------ Text block ------
After a successful deployment, the command prints a clickable link to the deployment’s logs page.

get_checkpoint_urls

Get presigned URLs for checkpoint artifacts.
truss train get_checkpoint_urls [OPTIONS]

Options

}
--job-id
TEXT
Job ID.
--remote
TEXT
Remote to use.
--log
humanfriendly | W | WARNING | I | INFO | D | DEBUG
default:"humanfriendly"
Customizes logging.
--non-interactive
Disables interactive prompts, use in CI / automated execution contexts.

Examples

Get checkpoint URLs for a job:
truss train get_checkpoint_urls --job-id abc123

checkpoints list

List and interactively explore checkpoints for a training job.
truss train checkpoints list [OPTIONS]

Options

}
--remote
TEXT
Remote to use.
--project-id
TEXT
Project ID.
--project
TEXT
Project name or project id.
--job-id
TEXT
Job ID.
--checkpoint-name
TEXT
Jump directly into a specific checkpoint’s files.
--sort
checkpoint-id | size | created | type
default:"created"
Sort checkpoints by checkpoint-id, size, created date, or type.
--order
asc | desc
default:"asc"
Sort order: ascending or descending.
-o, --output-format
cli-table | csv | json
default:"cli-table"
Output format: cli-table (default), csv, or json.
--log
humanfriendly | W | WARNING | I | INFO | D | DEBUG
default:"humanfriendly"
------ Data ------
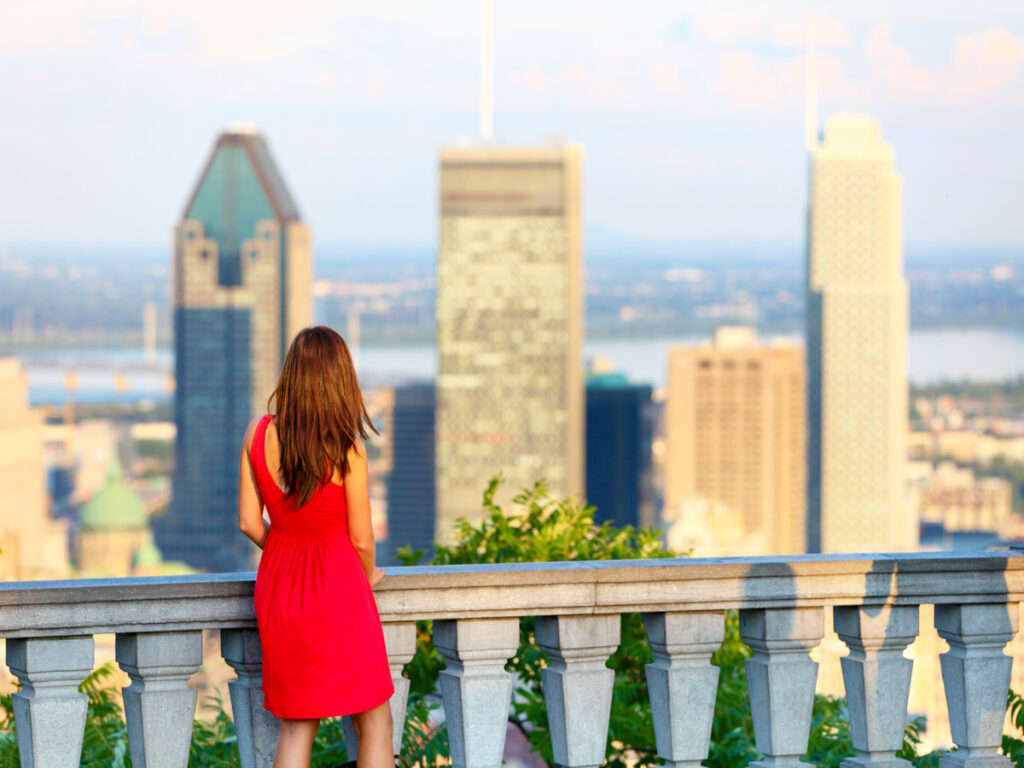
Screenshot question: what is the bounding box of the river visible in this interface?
[17,329,1024,404]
------
Objective: Pick up the truss train command reference from the point where it stops and continue it. These lines have nothing to do with the truss command reference above.

Task answer:
Customizes logging.
--non-interactive
Disables interactive prompts, use in CI / automated execution contexts.

Interactive mode

When using the default cli-table format in an interactive terminal, the command launches a checkpoint explorer:
  1. Checkpoint picker: fuzzy-search and select a checkpoint from the list.
  2. File explorer: navigate the checkpoint’s directory tree. Press or Enter to open a directory or view a file. Press to go back. Press Ctrl-C to quit.
For .safetensors files, the explorer displays a tensor summary (layer names, dtypes, shapes, and parameter counts) instead of raw binary content. Text files display with syntax highlighting based on their file extension (for example, .json, .py, .yaml, .toml), falling back to plain text for unrecognized types.

Examples

List checkpoints for the most recent job:
truss train checkpoints list
List checkpoints for a specific job:
truss train checkpoints list --job-id abc123
Jump directly into a checkpoint’s files:
truss train checkpoints list --job-id abc123 --checkpoint-name ckpt-001
Export checkpoint list as JSON:
truss train checkpoints list --job-id abc123 --output-format json
Sort by size descending:
truss train checkpoints list --job-id abc123 --sort size --order desc

cache summarize

View a summary of the training cache for a project.
truss train cache summarize [OPTIONS] PROJECT

Arguments

PROJECT
string
required
Project name or project ID.

Options

}
--remote
TEXT
Remote to use.
--sort
filepath | size | modified | type | permissions
default:"filepath"
Sort files by filepath, size, modified date, file type, or permissions.
--order
asc | desc
default:"asc"
Sort order: ascending or descending.
-o, --output-format
cli-table | csv | json
default:"cli-table"
Output format: cli-table (default), csv, or json.
--log
humanfriendly | W | WARNING | I | INFO | D | DEBUG
default:"humanfriendly"
Customizes logging.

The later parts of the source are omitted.